Saved entries:
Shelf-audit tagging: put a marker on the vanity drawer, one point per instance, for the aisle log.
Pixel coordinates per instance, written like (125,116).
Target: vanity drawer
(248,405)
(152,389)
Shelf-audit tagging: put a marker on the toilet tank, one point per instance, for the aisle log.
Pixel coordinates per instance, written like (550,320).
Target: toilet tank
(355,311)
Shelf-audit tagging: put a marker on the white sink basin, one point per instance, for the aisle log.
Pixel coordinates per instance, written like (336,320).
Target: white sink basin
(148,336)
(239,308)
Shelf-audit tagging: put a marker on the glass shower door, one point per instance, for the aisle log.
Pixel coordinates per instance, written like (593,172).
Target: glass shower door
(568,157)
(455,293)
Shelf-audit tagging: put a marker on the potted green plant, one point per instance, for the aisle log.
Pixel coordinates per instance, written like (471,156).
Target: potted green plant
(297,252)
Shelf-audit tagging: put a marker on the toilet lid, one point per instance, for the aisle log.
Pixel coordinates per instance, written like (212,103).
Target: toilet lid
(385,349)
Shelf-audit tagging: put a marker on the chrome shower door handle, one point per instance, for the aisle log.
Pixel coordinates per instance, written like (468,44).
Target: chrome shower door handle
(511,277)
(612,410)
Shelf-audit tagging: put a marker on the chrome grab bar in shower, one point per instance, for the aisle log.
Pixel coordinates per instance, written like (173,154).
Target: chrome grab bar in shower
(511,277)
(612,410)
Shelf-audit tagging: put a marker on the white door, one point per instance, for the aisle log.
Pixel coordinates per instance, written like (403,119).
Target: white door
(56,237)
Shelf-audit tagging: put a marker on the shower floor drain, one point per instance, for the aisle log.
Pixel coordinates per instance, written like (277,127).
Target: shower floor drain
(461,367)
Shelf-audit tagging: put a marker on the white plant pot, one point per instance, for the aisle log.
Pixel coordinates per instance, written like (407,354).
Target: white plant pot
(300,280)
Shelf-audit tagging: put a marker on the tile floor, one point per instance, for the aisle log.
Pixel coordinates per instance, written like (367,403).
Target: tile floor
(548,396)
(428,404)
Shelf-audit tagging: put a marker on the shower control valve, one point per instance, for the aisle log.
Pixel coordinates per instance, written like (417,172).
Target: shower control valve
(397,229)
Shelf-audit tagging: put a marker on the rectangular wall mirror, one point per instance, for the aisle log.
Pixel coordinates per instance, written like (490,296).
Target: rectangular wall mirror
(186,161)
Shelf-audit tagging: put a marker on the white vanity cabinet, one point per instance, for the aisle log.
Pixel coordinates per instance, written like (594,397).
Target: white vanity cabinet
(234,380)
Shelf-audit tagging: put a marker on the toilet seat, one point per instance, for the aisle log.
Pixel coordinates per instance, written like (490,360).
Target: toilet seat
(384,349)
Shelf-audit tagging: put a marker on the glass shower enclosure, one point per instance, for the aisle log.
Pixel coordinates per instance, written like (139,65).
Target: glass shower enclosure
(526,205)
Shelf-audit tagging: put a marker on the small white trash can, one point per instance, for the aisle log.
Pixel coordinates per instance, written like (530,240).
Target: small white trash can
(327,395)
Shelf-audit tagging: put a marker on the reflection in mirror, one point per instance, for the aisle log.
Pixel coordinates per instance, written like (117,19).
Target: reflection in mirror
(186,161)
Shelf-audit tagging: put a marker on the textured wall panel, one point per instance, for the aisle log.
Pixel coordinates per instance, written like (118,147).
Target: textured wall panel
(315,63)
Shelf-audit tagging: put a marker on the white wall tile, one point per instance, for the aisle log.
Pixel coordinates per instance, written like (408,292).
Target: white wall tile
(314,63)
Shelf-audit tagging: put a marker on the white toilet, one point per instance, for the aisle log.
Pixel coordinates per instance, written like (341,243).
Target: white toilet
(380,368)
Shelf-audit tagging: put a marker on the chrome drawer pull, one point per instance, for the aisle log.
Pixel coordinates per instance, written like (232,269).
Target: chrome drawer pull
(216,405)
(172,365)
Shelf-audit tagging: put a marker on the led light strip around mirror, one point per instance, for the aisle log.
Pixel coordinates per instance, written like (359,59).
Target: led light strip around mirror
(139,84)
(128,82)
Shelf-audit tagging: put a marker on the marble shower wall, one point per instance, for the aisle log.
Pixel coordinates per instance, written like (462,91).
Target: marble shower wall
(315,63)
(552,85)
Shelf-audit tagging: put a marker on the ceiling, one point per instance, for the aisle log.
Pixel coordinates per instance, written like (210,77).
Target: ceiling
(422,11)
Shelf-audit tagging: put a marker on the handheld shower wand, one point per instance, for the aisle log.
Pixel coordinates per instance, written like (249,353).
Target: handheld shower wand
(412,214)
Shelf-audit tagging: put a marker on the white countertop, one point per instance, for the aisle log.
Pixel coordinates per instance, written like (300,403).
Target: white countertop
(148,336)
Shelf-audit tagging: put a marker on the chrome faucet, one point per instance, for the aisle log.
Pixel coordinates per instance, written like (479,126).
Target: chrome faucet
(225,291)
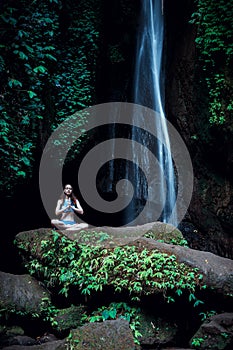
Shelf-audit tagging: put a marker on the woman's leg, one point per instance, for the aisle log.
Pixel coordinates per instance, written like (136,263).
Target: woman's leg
(59,224)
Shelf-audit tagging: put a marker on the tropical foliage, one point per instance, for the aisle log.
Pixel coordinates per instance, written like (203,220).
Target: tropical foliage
(214,20)
(48,55)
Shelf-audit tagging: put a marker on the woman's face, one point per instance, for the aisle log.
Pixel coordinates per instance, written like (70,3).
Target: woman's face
(68,190)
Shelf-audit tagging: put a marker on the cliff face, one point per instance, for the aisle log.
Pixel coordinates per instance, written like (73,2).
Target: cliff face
(210,147)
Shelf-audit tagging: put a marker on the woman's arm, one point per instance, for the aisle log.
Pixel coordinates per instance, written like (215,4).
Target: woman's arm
(79,209)
(59,211)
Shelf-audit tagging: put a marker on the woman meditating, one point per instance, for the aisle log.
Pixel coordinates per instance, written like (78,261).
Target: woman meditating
(67,206)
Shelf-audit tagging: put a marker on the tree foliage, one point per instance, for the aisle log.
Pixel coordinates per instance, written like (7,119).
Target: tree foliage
(48,55)
(214,20)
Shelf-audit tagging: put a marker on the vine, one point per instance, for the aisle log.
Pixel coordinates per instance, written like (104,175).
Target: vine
(92,267)
(214,22)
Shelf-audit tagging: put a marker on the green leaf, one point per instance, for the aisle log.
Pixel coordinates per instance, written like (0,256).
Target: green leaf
(15,83)
(40,69)
(31,94)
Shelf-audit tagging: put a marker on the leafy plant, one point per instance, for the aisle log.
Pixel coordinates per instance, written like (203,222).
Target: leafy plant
(91,268)
(115,311)
(197,341)
(214,22)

**Work task:**
Print the records above exactly as they stand, but leave out the pictures.

**Exercise solution:**
Shelf-audit tagging: put a marker on the vanity drawer, one point per instance, for the aisle log.
Pixel coordinates per instance, written like (125,116).
Target: vanity drawer
(248,405)
(152,389)
Shelf-audit tagging: put a marker on the toilet tank, one point per instance, for the aisle log.
Pixel coordinates per instance, written like (550,320).
Target: toilet tank
(355,311)
Shelf-audit tagging: put a marker on the white sink basin, one point per instance, for the aisle log.
Pixel coordinates per instance, written like (336,320).
Target: white sink basin
(148,336)
(239,308)
Shelf-audit tagging: put a marker on the glass shower door, one point per instance, for the aisle log.
Pixel coordinates per instance, written like (593,172).
Target: glass shower door
(568,157)
(455,293)
Shelf-audit tagging: put a marker on the potted green plant, one point per instance, for the aisle log.
Pixel coordinates per instance, written like (471,156).
Target: potted green plant
(297,252)
Shelf-audit tagging: put a marker on the toilet lid, one point per instance, for the aisle log.
Pixel coordinates per instance, written like (212,103).
Target: toilet lid
(385,349)
Shelf-audit tagging: put a marker on the chrome shower door handle, one point per instance, for the aisle log.
Pixel coordinates per instance, written like (468,44).
Target: chrome shower door handle
(511,277)
(612,410)
Shelf-audit tagging: put a marker on the chrome grab bar in shower, one point per instance, for the aisle log.
Pixel coordinates per instance, written like (173,154).
Target: chrome grab bar in shower
(511,277)
(612,410)
Shelf-audit tagging: put a marker on the white door, one point per instance, for the aisle log.
Pixel coordinates per instance, written like (403,119).
Target: white door
(56,237)
Shelf-audit tagging: put a marker on the shower floor drain, one point per instance, for the aisle log.
Pixel coordinates per instance, written like (277,127).
Target: shower floor drain
(461,367)
Shelf-audit tagging: put a marker on the white plant pot, one point per instance, for the aisle log.
Pixel coordinates per instance, written like (407,354).
Target: white plant pot
(300,280)
Shelf-audit tagging: put a marker on the tile floor, one point per instance, for the aisle log.
Pixel coordinates per instance, written like (367,403).
Target: tile floor
(548,396)
(428,404)
Shelf-audit tagging: put a marker on the shower control valve, one point per instance, for the aisle log.
Pixel coordinates per instance, written like (417,172).
Target: shower control valve
(397,229)
Shelf-audit tagging: put a marker on the rectangular wall mirror, one point per instance, for the aisle log.
Pixel coordinates per instance, written like (490,296).
Target: rectangular wall mirror
(186,161)
Shelf-audit tagging: put a marker on the white vanity cabinet, one point per instance, for the aisle log.
Pixel coordinates per instance, written like (594,397).
Target: white vanity cabinet
(234,380)
Shelf-audit tagging: put a marker on the toilet seat, one point per instance, for the aisle log.
Pixel coordinates per instance, written like (490,360).
Target: toilet seat
(384,349)
Shelf-audit tagging: put a marker on the glass shower enclosure, one point per instance, for the aisle log.
Pixel coordinates per instance, written like (139,65).
Target: glass shower enclosure
(526,205)
Shelf-audit tagging: put a marker on the small white trash can, one point per instance, for the aisle log.
Pixel coordinates per instance, written like (530,240).
Target: small white trash can
(327,395)
Shelf-audit tagging: put a marker on the reflection in mirror, one point per instance, for the aisle log.
Pixel coordinates per instance, written like (117,19).
Target: reflection in mirror
(186,161)
Shelf-audit tagging: put a marker on the textured wall panel, one point per instance, for the aisle log.
Pixel coordinates per instance, written like (118,147).
Target: textured wall panel
(315,63)
Shelf-audit tagging: put a marker on the white wall tile, one point per instance, for the aisle log.
Pixel coordinates per instance, written like (408,292).
Target: white wall tile
(314,63)
Shelf-audit tagging: put a marker on the white toilet, one point per instance, for the aisle log.
Pixel coordinates per instance, written like (341,243).
Target: white toilet
(380,368)
Shelf-audit tagging: put a marker on the chrome drawer pull, one point per instance, for the aisle log.
Pixel coordinates per instance, written like (232,269).
Target: chrome drawer pull
(216,405)
(172,365)
Shelf-audit tagging: put a marker on the led light strip around mirror, one point per instance, for the aisle log.
Pixel coordinates per instance, written like (359,59).
Target: led light strip around mirror
(139,84)
(128,82)
Shelf-audit tagging: put a marker on the marble shower wall, one point per instance, for the aisle log.
Pixel coordinates per instance, written like (462,91).
Target: marble shower wall
(315,63)
(552,85)
Shelf-audit tagging: put a marker on the ceiling, one point per instance, for the aisle log.
Pixel coordinates per instance, written like (210,77).
Target: ceiling
(422,11)
Shelf-audit tagging: put a marker on the handheld shower wand, one point per instance, for the aisle log.
Pixel coordinates per instance, written like (249,353).
Target: handheld shower wand
(412,214)
Shelf-audit tagging: put a marker on the white countertop, one point per instance, for the aisle log.
Pixel coordinates per instance, written like (300,403).
Target: white countertop
(148,336)
Shelf-audit tagging: put a marker on the chrome faucet, one point per instance, for the aisle log.
Pixel coordinates per instance, written like (479,126).
Target: chrome faucet
(225,291)
Shelf-audit tagging: put a marker on the woman's leg, one point per instance, for the aisle log.
Pixel coordinates per instance, written like (136,263).
Target: woman's leg
(59,224)
Shelf-audit tagging: put a marker on the tropical foliage, one point per instance, for the aisle log.
Pixel coordinates per instance, written like (203,220).
Target: tropical foliage
(214,20)
(48,55)
Shelf-audit tagging: put a marker on the woman's face, one point per instance, for the aisle log.
Pixel coordinates per instance, written like (70,3).
Target: woman's face
(68,190)
Shelf-audit tagging: put a marker on the cliff face, one point per instance, for the aisle log.
Pixel coordinates per instance, written like (73,2).
Target: cliff face
(210,147)
Shelf-audit tagging: put a marker on the woman's arm, one point per instance, for the aisle log.
Pixel coordinates per instance, written like (215,4).
Target: woman's arm
(79,209)
(59,211)
Shelf-audit tagging: put a marker on the woman meditating, one point per instance, for the aisle log.
Pixel coordinates per instance, written like (78,261).
Target: woman meditating
(67,206)
Shelf-audit tagging: put a marker on the tree foliage, one point per instance, for the aisle log.
Pixel coordinates per instance, written like (7,119).
Target: tree foliage
(48,55)
(214,20)
Shelf-audit tagging: put a marker on the vine, one point per instance, for the aisle log.
Pixel coordinates per instance, written like (104,175).
Target: vine
(92,267)
(214,22)
Shelf-audit tagging: put a marker on the green leaf, one point per instance, for the aisle log.
Pixel coordinates per instance, written like (0,256).
Target: green leaf
(15,83)
(40,69)
(31,94)
Shelf-audit tagging: put a marker on the leafy plant, one point per instance, for the aisle log.
Pixel coordinates per instance, written like (203,222).
Target: leafy plant
(91,268)
(115,311)
(197,341)
(214,22)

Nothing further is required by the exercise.